_GOAL OF THE EXERCISE:_
From the entries below, copy out all lines holding "weathered".

--- PROVIDED DATA Enclosed Below ---

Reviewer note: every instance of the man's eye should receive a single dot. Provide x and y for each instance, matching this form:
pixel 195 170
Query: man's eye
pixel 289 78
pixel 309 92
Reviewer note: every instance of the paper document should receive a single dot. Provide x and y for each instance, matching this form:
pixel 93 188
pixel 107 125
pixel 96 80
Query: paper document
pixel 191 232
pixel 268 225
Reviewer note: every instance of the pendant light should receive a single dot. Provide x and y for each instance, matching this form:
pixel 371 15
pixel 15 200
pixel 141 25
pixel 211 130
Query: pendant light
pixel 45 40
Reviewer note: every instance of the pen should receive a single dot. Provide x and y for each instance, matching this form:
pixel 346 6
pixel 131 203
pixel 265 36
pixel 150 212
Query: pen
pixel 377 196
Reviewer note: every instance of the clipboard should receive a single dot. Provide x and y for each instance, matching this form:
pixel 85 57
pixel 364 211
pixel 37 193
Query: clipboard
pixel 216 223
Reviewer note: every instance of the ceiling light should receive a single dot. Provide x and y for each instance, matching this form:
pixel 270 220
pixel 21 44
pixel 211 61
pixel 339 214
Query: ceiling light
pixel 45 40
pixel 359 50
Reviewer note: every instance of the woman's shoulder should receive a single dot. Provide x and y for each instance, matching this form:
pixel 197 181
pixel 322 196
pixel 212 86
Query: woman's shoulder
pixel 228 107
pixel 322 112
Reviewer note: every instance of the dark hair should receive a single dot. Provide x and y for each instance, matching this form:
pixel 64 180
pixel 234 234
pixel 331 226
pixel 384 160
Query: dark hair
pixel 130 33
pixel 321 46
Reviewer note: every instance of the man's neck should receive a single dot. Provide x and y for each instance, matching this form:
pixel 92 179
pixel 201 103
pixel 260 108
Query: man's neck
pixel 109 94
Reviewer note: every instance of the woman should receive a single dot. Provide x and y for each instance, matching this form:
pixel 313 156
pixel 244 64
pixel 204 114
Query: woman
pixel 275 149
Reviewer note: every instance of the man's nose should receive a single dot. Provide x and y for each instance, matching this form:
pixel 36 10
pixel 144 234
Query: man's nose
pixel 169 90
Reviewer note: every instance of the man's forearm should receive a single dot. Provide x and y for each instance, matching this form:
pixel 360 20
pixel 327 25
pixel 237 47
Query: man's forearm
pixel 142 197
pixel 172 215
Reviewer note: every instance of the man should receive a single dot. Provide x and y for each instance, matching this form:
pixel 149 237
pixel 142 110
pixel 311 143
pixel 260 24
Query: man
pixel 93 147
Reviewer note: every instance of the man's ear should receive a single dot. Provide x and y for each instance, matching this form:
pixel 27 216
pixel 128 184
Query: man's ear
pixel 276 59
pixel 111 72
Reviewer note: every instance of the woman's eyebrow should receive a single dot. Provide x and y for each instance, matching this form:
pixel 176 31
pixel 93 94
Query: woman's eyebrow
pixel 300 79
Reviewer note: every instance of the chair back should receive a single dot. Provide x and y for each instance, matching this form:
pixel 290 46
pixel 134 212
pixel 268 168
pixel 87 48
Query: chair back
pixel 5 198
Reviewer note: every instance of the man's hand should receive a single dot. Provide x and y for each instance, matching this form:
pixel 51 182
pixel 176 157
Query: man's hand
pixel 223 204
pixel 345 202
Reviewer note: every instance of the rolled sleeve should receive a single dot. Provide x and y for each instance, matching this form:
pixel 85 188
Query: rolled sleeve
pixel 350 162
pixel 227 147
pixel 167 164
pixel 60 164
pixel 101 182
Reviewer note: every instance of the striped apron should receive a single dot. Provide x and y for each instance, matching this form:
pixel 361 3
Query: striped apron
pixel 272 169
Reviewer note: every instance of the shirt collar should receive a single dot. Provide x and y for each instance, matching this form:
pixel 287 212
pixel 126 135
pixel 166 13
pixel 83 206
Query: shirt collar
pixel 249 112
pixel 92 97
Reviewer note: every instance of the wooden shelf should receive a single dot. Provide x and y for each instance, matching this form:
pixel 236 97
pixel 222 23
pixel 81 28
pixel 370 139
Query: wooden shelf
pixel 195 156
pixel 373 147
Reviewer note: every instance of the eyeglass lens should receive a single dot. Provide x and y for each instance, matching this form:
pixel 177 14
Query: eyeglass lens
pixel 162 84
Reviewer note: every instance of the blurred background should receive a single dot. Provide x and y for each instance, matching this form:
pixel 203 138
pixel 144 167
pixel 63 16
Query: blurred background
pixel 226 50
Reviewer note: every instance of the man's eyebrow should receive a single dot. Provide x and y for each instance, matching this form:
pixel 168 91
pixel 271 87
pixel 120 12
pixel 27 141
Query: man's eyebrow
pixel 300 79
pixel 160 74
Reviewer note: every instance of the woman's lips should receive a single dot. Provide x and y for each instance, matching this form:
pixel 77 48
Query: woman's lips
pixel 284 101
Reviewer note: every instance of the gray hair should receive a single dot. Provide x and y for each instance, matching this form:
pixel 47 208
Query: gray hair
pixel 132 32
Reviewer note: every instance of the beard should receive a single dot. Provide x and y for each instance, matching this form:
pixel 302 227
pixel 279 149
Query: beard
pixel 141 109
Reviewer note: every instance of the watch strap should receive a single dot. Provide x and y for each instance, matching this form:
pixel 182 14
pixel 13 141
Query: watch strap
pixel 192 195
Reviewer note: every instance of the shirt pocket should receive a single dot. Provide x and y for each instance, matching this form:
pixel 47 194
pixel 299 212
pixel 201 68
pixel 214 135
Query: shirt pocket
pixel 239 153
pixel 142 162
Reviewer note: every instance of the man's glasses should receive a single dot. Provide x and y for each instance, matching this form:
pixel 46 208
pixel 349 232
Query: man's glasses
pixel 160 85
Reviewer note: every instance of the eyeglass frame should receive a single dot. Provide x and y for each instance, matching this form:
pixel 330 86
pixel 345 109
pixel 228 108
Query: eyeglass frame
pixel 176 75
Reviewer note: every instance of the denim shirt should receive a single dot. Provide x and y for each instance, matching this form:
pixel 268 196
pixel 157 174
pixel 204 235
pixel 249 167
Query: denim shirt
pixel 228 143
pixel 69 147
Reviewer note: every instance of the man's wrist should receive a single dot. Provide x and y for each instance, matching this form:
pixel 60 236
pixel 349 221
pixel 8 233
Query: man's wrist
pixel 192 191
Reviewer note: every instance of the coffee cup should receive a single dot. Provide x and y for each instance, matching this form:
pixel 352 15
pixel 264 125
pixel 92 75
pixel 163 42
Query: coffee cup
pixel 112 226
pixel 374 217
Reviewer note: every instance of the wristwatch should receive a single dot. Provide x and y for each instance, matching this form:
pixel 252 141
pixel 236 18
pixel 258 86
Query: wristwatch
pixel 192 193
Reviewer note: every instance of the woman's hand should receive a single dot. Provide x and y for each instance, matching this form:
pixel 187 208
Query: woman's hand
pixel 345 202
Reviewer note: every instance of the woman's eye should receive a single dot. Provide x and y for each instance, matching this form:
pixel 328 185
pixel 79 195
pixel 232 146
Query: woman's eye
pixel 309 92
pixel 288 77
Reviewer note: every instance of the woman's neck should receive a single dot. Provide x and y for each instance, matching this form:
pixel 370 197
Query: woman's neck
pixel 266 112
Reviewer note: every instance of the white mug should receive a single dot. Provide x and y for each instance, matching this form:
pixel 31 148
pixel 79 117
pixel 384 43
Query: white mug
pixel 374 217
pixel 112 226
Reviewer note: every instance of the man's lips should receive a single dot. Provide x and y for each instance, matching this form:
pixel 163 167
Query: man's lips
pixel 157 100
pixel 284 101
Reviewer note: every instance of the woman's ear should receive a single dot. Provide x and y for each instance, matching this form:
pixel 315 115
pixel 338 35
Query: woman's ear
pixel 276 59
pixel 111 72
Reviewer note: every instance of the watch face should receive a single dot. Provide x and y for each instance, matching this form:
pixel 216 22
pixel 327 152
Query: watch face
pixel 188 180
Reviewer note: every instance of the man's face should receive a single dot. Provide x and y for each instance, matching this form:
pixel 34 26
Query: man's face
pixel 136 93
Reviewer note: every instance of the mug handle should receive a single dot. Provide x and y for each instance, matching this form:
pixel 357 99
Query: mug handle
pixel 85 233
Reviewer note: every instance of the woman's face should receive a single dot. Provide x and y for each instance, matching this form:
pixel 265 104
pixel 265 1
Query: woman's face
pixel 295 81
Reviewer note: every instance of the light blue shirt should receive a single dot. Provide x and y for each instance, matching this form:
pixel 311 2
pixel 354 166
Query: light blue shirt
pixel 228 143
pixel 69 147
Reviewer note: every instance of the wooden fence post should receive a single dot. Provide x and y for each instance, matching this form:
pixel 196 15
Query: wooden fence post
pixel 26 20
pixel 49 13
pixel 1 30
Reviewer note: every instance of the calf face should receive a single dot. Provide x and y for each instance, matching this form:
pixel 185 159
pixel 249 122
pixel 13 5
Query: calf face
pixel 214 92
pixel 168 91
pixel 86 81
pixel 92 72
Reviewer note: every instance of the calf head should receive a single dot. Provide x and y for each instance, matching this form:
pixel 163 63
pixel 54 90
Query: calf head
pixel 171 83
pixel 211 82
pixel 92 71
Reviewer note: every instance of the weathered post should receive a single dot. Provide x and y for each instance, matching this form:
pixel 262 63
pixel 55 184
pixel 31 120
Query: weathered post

--- End of Enclosed PROVIDED DATA ---

_SOLUTION BELOW:_
Reviewer note: every instance of the weathered post should receive a single dot. Provide x and y for each instance, matching this form:
Query: weathered post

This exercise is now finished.